Work to complete => Duplicate every line of the material below exactly, changing nothing.

Collected data entries:
※ ※ ※
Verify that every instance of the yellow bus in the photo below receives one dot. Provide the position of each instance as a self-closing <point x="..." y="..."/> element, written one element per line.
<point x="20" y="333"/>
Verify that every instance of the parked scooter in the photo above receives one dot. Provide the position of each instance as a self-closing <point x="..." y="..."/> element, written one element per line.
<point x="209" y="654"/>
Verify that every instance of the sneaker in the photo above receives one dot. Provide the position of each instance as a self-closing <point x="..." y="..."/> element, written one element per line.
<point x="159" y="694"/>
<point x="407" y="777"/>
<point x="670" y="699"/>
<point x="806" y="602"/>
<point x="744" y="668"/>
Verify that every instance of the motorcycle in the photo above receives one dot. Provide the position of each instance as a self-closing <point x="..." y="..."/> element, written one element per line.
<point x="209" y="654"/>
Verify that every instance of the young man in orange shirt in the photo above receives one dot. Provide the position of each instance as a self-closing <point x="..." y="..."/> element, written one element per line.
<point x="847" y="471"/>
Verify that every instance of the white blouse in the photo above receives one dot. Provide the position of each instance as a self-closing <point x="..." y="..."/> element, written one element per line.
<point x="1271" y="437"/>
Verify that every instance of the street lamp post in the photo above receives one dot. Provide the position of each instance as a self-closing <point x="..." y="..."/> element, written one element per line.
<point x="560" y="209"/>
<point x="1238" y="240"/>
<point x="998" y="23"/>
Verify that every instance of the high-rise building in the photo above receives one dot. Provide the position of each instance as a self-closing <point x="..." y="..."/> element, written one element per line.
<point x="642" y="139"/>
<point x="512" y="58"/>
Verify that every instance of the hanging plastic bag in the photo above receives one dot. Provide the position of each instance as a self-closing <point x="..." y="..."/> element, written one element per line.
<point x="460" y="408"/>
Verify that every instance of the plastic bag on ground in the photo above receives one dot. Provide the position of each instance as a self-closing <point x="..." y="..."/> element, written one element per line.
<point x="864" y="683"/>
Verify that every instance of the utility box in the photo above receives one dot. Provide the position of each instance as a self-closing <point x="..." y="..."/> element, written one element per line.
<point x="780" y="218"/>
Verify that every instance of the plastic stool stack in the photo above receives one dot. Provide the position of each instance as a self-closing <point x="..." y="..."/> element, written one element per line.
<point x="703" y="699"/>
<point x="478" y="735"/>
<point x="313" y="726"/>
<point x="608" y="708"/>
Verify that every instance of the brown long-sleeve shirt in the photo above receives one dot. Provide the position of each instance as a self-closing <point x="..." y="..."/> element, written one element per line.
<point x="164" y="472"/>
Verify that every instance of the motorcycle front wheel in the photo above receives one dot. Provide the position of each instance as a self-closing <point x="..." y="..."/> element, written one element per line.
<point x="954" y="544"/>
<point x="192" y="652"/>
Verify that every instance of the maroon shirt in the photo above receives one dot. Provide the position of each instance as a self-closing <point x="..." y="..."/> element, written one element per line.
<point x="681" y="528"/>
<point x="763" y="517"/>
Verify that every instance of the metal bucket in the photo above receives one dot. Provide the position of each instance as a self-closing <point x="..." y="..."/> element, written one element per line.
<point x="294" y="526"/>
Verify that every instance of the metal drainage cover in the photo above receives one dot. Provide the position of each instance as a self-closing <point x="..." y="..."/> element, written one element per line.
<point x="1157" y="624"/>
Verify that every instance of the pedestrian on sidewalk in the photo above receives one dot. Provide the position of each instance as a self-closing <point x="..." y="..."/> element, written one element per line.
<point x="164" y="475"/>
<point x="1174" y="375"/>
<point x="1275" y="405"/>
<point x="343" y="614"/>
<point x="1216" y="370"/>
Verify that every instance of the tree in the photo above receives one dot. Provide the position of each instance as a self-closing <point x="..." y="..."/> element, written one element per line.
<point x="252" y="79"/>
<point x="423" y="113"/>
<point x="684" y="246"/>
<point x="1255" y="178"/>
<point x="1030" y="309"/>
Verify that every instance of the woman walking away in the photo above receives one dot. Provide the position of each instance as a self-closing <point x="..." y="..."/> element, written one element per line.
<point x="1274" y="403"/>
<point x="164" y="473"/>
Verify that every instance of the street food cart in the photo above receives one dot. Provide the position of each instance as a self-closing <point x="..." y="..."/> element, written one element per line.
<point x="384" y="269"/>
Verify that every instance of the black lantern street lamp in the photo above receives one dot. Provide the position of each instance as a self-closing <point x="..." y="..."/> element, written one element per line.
※ ※ ※
Solution to the problem =>
Verify that every instance of the yellow bus in the photo below receives one dot. Provide the position of each instance as a self-closing <point x="..." y="..."/> element, written one element per line.
<point x="20" y="333"/>
Verify that every instance of the parked scooter in the photo above receives one dot. Provide the position of each instance as a self-closing <point x="..." y="..."/> element, written one element per line.
<point x="209" y="654"/>
Verify that every instance of the sneaker in the photo above receives one dot. Provide the position of each instance as a self-closing <point x="..." y="..."/> element, written one element per line.
<point x="159" y="694"/>
<point x="407" y="777"/>
<point x="670" y="699"/>
<point x="806" y="602"/>
<point x="744" y="668"/>
Verify that every instance of the motorcycle in the photo above receives one dot. Provide the position of each instance as a self-closing <point x="..." y="..."/> element, written one element per line.
<point x="209" y="654"/>
Verify that every instance of the young man in orange shirt in the photo above receives one dot. Provide the position of each instance as a self-closing <point x="..." y="..."/> element, written one element per line.
<point x="847" y="471"/>
Verify that every instance of the white blouse in the photo above receives one dot. Provide the position of each instance as a self-closing <point x="..." y="..."/> element, written one element per line.
<point x="1271" y="437"/>
Verify that every instance of the street lamp post in the photo above receives one dot. Provide the position of each instance as a self-closing <point x="..." y="..."/> element, written one element per line.
<point x="560" y="209"/>
<point x="1238" y="240"/>
<point x="998" y="23"/>
Verify that every instance of the high-rise building in the photo above receives one dot. Provide the position of each instance as a self-closing <point x="..." y="..."/> element, written one element per line.
<point x="642" y="139"/>
<point x="512" y="58"/>
Verify that every instance of the hanging plastic bag in the photo above receives one dot. Provide the position of each instance as a self-closing <point x="..." y="..."/> element, written one element per line.
<point x="460" y="408"/>
Verify that every instance of the plastic bag on ground in the photo above receives one dot. Provide the position of each instance as a self-closing <point x="..." y="..."/> element, written one element per line.
<point x="864" y="683"/>
Verify that every instance of the utility box in the photo above receives one dot. Provide the position of each instance as a self-closing <point x="..." y="..."/> element, written one element per line.
<point x="780" y="218"/>
Verify that every instance of the plastic stool stack in the photo above receives one dot. Provide the position of each instance as a self-closing <point x="..." y="..."/> element, written one element per line.
<point x="703" y="699"/>
<point x="478" y="735"/>
<point x="313" y="726"/>
<point x="608" y="708"/>
Verify that every instance of the brown long-sleeve shirt in the photo above receives one dot. Provide the position of each instance as a self-closing <point x="..." y="..."/> element, written one element per line.
<point x="164" y="472"/>
Verify that every instance of the motorcycle front wheel in the photo above receives one dot. Provide the position of each instance as a self-closing <point x="..." y="..."/> element, written one element per line.
<point x="954" y="544"/>
<point x="192" y="652"/>
Verify that every instance of the maroon shirt in the photo above receives one dot. Provide the position of each instance as a self-closing <point x="..." y="..."/> element, written one element per line.
<point x="681" y="528"/>
<point x="763" y="517"/>
Verify that every instance of the metal bucket in the photo above receives one dot. Provide the position of each instance as a self-closing <point x="..." y="..."/> element, written one element per line.
<point x="294" y="526"/>
Verify that every instance of the metal drainage cover in the photo above receives one dot. Provide the position of each instance as a self-closing <point x="..." y="..."/> element, written one element per line.
<point x="1157" y="624"/>
Verify that every instance of the pedestrian on sidewalk in the photo above receives one dot. Provide the position of each instance as a self-closing <point x="..." y="..."/> element, written one element per line.
<point x="164" y="475"/>
<point x="1174" y="375"/>
<point x="1275" y="405"/>
<point x="343" y="614"/>
<point x="1216" y="370"/>
Verify that every instance of the tree in the photo above receives one dot. Provide the position of each instance as a self-closing <point x="..." y="..."/> element, written one element per line.
<point x="252" y="79"/>
<point x="423" y="113"/>
<point x="684" y="246"/>
<point x="1255" y="178"/>
<point x="1030" y="309"/>
Verify that every instance of the woman walking away in the photo above receives one dot. Provide the position of each instance as a self-closing <point x="..." y="..."/> element, written one element per line.
<point x="1274" y="403"/>
<point x="164" y="473"/>
Verify that every instance of the street food cart in the photo above receives one dot. Provide the position of each instance as a self-closing <point x="..." y="..."/> element, written one element per line.
<point x="384" y="269"/>
Verify that every instance of the black lantern street lamp in the photo above receives one dot. Provide the position of each instance as a self-closing <point x="..." y="..."/> element, written one element per line.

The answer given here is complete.